** Start Provided data **
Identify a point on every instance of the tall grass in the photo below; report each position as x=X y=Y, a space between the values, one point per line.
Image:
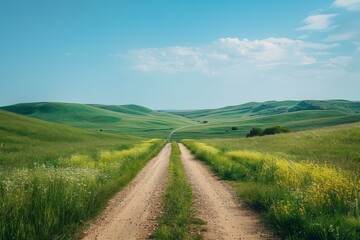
x=51 y=202
x=178 y=215
x=301 y=200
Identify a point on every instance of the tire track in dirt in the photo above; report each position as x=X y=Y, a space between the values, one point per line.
x=216 y=204
x=132 y=213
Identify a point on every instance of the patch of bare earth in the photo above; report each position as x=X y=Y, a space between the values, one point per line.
x=133 y=212
x=217 y=204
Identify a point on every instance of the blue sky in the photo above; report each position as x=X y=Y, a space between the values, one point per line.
x=178 y=54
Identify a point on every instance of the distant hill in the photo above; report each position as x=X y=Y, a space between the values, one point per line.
x=297 y=115
x=143 y=122
x=123 y=119
x=255 y=109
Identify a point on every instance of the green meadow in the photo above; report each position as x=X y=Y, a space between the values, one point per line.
x=305 y=184
x=61 y=162
x=53 y=178
x=130 y=120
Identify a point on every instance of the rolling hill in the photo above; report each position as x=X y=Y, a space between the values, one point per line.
x=236 y=121
x=124 y=119
x=231 y=121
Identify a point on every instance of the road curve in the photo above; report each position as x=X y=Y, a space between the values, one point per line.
x=132 y=213
x=217 y=205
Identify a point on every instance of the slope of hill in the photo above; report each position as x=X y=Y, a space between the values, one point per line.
x=126 y=119
x=25 y=140
x=254 y=109
x=236 y=121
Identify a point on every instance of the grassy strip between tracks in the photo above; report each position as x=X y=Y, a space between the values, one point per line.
x=177 y=221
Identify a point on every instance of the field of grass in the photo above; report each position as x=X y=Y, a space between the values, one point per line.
x=122 y=120
x=236 y=121
x=53 y=178
x=295 y=120
x=178 y=217
x=306 y=184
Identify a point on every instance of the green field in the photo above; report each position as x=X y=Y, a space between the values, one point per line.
x=306 y=184
x=79 y=155
x=53 y=178
x=297 y=115
x=126 y=119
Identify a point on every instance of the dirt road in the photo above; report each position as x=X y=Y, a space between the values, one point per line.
x=132 y=213
x=217 y=205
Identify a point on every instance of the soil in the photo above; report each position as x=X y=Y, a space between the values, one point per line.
x=216 y=203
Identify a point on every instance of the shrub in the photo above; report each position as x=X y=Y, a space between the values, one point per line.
x=268 y=131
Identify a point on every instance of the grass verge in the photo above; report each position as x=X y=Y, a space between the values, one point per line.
x=178 y=220
x=300 y=200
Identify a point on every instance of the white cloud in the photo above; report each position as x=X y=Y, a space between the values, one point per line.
x=318 y=22
x=228 y=54
x=350 y=5
x=339 y=37
x=339 y=61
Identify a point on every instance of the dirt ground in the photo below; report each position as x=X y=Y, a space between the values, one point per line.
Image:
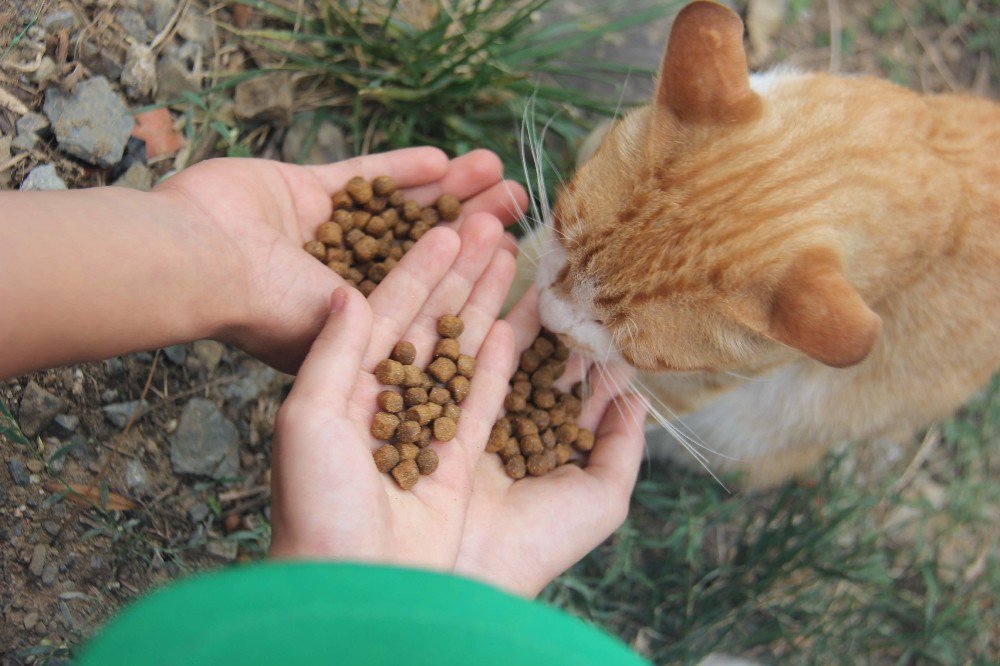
x=67 y=562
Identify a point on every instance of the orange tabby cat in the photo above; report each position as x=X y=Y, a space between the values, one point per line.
x=791 y=260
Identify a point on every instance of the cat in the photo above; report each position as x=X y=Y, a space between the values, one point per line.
x=790 y=260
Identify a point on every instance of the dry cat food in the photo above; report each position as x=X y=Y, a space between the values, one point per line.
x=372 y=227
x=539 y=431
x=426 y=409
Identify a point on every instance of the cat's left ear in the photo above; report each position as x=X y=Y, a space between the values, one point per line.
x=814 y=309
x=704 y=76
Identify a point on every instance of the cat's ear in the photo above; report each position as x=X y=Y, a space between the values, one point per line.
x=704 y=77
x=814 y=309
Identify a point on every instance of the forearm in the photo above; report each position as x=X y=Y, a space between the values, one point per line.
x=90 y=274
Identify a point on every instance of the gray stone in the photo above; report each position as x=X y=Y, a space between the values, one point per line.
x=49 y=574
x=209 y=352
x=18 y=472
x=136 y=177
x=120 y=412
x=43 y=177
x=37 y=559
x=176 y=353
x=92 y=123
x=38 y=408
x=324 y=145
x=266 y=98
x=205 y=442
x=68 y=422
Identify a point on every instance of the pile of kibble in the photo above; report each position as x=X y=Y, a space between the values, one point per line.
x=426 y=410
x=372 y=227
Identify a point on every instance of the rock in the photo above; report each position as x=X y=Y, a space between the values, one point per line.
x=43 y=177
x=92 y=123
x=119 y=413
x=37 y=559
x=49 y=574
x=136 y=476
x=265 y=98
x=136 y=177
x=209 y=352
x=205 y=442
x=38 y=408
x=324 y=146
x=139 y=71
x=18 y=472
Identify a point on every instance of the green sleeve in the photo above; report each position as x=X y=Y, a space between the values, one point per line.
x=310 y=613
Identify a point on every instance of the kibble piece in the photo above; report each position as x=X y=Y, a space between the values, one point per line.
x=439 y=395
x=448 y=348
x=412 y=376
x=531 y=444
x=390 y=373
x=408 y=450
x=421 y=413
x=359 y=189
x=406 y=474
x=427 y=461
x=450 y=326
x=383 y=185
x=515 y=467
x=444 y=429
x=466 y=365
x=442 y=369
x=316 y=249
x=584 y=440
x=449 y=207
x=459 y=387
x=330 y=233
x=404 y=352
x=407 y=431
x=386 y=457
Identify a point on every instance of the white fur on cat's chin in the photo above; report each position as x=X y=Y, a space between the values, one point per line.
x=570 y=317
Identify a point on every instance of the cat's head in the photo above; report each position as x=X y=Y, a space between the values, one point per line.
x=674 y=251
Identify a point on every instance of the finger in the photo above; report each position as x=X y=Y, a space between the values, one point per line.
x=330 y=371
x=466 y=177
x=402 y=294
x=506 y=200
x=618 y=452
x=483 y=305
x=480 y=237
x=409 y=167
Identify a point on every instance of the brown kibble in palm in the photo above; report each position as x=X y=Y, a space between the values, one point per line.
x=404 y=352
x=450 y=326
x=406 y=474
x=444 y=429
x=459 y=387
x=515 y=467
x=359 y=189
x=442 y=369
x=427 y=461
x=466 y=365
x=386 y=457
x=449 y=207
x=448 y=348
x=584 y=440
x=407 y=431
x=390 y=401
x=330 y=233
x=390 y=373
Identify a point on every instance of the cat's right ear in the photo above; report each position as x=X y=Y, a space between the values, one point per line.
** End Provided data **
§ Prompt
Please update all the records by replacing "Identify" with "Mark" and changing nothing else. Leave the pictures out of your answer.

§ Full response
Mark a point on every instance of the tall grass in the photo below; report each position as x=X y=Y, a space between the values, one point per line.
Image:
x=51 y=202
x=178 y=215
x=301 y=200
Mark a point on every instance of the tire track in dirt in the photo above; report each position as x=X y=Y, a space between the values, one point per line.
x=216 y=204
x=132 y=213
Mark a point on every instance of the patch of bare earth in the photo above; report each position as x=X y=Y, a space between the values, one point per line.
x=133 y=212
x=217 y=204
Mark a point on every instance of the blue sky in the photo above; report each position as x=X y=Y, a space between the values, one point per line.
x=178 y=54
Mark a point on every instance of the distant hill in the photo above; report each position as x=X y=Y, a space between the values, one point per line.
x=297 y=115
x=143 y=122
x=123 y=119
x=255 y=109
Mark a point on every instance of the green meadow in the photo above; report each position as x=X y=Y, a space between the values, one point per line.
x=305 y=184
x=61 y=162
x=53 y=178
x=130 y=120
Mark a point on every instance of the rolling hill in the photo above; report each position as x=X y=Y, a space between the values, one point per line.
x=236 y=121
x=124 y=119
x=231 y=121
Mark a point on every instance of the road curve in the photo above; report each position as x=X y=Y, a space between the values, one point per line.
x=132 y=213
x=217 y=205
Mark a point on every instance of the slope of hill in the photo above; report each position as x=X y=Y, a space between the values, one point per line.
x=126 y=119
x=25 y=140
x=254 y=109
x=236 y=121
Mark a point on every instance of the grassy strip between tracks in the photo above; report each position as x=X y=Y, a space between the values, one point per line.
x=177 y=221
Mark a point on every instance of the field of grass in the photo above; report each position as x=X y=Y, a space between the values, one point per line.
x=122 y=120
x=236 y=121
x=53 y=178
x=295 y=120
x=178 y=217
x=306 y=184
Mark a point on every instance of the green field in the photo above; report each position as x=X y=Y, a space between the values, one point per line.
x=306 y=184
x=79 y=155
x=53 y=178
x=297 y=115
x=126 y=119
Mark a point on every instance of the dirt road in the photo above; report each position as x=X y=Y, a space between the values, one point per line.
x=132 y=213
x=217 y=205
Mark a point on every instance of the soil in the photo above; report each position as x=X y=Y, a space between the values, one point per line.
x=216 y=203
Mark a point on every instance of the shrub in the photo above; report each position as x=X y=Y, a space between the values, one point per line.
x=268 y=131
Mark a point on every instance of the grass verge in the photo above; report each position as x=X y=Y, a space between the values, one point per line.
x=178 y=220
x=300 y=200
Mark a point on every instance of the white cloud in the photo above; report each position as x=X y=Y, a space between the values, one point per line.
x=318 y=22
x=228 y=54
x=350 y=5
x=339 y=37
x=339 y=61
Mark a point on every instance of the dirt ground in the photo below; report each position as x=X y=Y, a space between the values, one point per line.
Image:
x=67 y=562
Mark a point on every instance of the orange tabby cat in the photo above; report each position as x=X y=Y, a space between the values, one point per line.
x=791 y=260
Mark a point on every instance of the cat in the photo above; report each position as x=X y=Y, a space between the values, one point per line.
x=790 y=260
Mark a point on every instance of the dry cat food in the photo above; report each position as x=X y=Y, a space between the values, one point per line.
x=372 y=227
x=539 y=431
x=426 y=409
Mark a point on every instance of the cat's left ear in the photo above; report each position as x=X y=Y, a space between the values, one point per line.
x=814 y=309
x=704 y=76
Mark a point on every instance of the cat's ear in the photo above; report each position as x=X y=Y, a space between the values, one point per line.
x=704 y=77
x=814 y=309
Mark a point on every instance of the forearm in the photo above; report each position as x=X y=Y, a space between the values, one point per line.
x=90 y=274
Mark a point on every instance of the gray stone in the photo above; report each position as x=X y=Y, a space between the values, one point per line.
x=49 y=574
x=209 y=352
x=18 y=472
x=136 y=177
x=120 y=412
x=43 y=177
x=37 y=559
x=176 y=353
x=92 y=123
x=38 y=408
x=324 y=145
x=266 y=98
x=205 y=442
x=68 y=422
Mark a point on every instance of the pile of kibble in the photo above; report each position as x=X y=Y, a space between the values, one point per line.
x=426 y=410
x=372 y=227
Mark a point on every instance of the rock in the photo above; report each position as x=X y=Y, a space between the values, one point per line.
x=43 y=177
x=92 y=123
x=119 y=413
x=37 y=559
x=49 y=574
x=136 y=476
x=265 y=98
x=136 y=177
x=209 y=352
x=205 y=442
x=38 y=408
x=324 y=146
x=139 y=71
x=18 y=472
Mark a point on every instance of the green sleeve in the photo above; report each position as x=X y=Y, a space between the values, one point per line.
x=310 y=613
Mark a point on every instance of the kibble piece in the photo above; report each position as x=X y=Y, a space between the values, one point per line.
x=439 y=395
x=448 y=348
x=412 y=376
x=531 y=444
x=390 y=373
x=408 y=450
x=421 y=413
x=359 y=189
x=406 y=474
x=427 y=461
x=450 y=326
x=383 y=185
x=515 y=467
x=444 y=429
x=466 y=365
x=442 y=369
x=316 y=249
x=584 y=440
x=449 y=207
x=459 y=387
x=330 y=233
x=404 y=352
x=407 y=431
x=386 y=457
Mark a point on every instance of the white fur on cat's chin in the photo above; report each position as x=X y=Y, a space between the values, one point per line.
x=570 y=317
Mark a point on every instance of the cat's head in the photo above; report each position as x=X y=Y, a space between the values, one point per line.
x=674 y=251
Mark a point on every instance of the finger in the photo above; report each position as x=X y=Y, a space between the values, one point per line.
x=330 y=371
x=466 y=177
x=402 y=294
x=506 y=200
x=618 y=452
x=483 y=305
x=480 y=237
x=409 y=167
Mark a point on every instance of the brown kibble in palm in the photo above; report each position as x=X y=Y, a space between the values, one point per line.
x=404 y=352
x=450 y=326
x=406 y=474
x=444 y=429
x=459 y=387
x=515 y=467
x=359 y=189
x=442 y=369
x=427 y=461
x=466 y=365
x=386 y=457
x=449 y=207
x=448 y=348
x=584 y=440
x=407 y=431
x=390 y=401
x=330 y=233
x=390 y=373
Mark a point on every instance of the cat's right ear in the photo above; report each position as x=X y=Y, a space between the values, one point per line.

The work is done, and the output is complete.